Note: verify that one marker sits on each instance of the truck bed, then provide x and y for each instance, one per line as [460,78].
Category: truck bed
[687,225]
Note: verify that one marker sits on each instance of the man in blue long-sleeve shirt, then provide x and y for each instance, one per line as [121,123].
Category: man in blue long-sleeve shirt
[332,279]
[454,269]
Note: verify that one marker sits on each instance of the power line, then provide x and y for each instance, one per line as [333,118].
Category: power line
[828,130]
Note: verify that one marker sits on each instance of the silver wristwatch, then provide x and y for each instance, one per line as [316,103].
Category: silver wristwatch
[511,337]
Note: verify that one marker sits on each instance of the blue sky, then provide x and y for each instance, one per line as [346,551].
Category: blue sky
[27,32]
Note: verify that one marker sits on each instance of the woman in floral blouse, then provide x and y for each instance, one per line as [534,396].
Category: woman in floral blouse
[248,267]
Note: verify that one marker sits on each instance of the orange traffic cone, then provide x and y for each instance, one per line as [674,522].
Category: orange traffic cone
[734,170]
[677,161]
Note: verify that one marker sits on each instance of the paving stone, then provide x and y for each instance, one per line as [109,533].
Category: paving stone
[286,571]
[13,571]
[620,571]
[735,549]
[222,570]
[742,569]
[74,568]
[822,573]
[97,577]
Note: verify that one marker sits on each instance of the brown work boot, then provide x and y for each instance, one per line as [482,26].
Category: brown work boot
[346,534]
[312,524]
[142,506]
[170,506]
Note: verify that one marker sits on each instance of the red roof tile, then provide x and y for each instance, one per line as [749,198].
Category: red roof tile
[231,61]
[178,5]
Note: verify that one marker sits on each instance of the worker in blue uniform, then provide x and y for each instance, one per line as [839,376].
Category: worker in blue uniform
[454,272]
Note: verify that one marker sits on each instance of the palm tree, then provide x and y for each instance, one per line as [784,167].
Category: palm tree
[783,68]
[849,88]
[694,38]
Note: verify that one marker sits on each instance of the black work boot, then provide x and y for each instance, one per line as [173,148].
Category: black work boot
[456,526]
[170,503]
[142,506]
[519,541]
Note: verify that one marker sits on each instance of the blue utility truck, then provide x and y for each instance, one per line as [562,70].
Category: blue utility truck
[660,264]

--------

- PROBLEM
Reproduce the data verbatim, starting at the line that contains "line as [562,70]." and ending at the final line of the data.

- WORKED SOLUTION
Note: verify that one marker sits on each instance of the blue utility truck, then provide x and y for each instance, one per line as [562,70].
Category: blue utility truck
[660,264]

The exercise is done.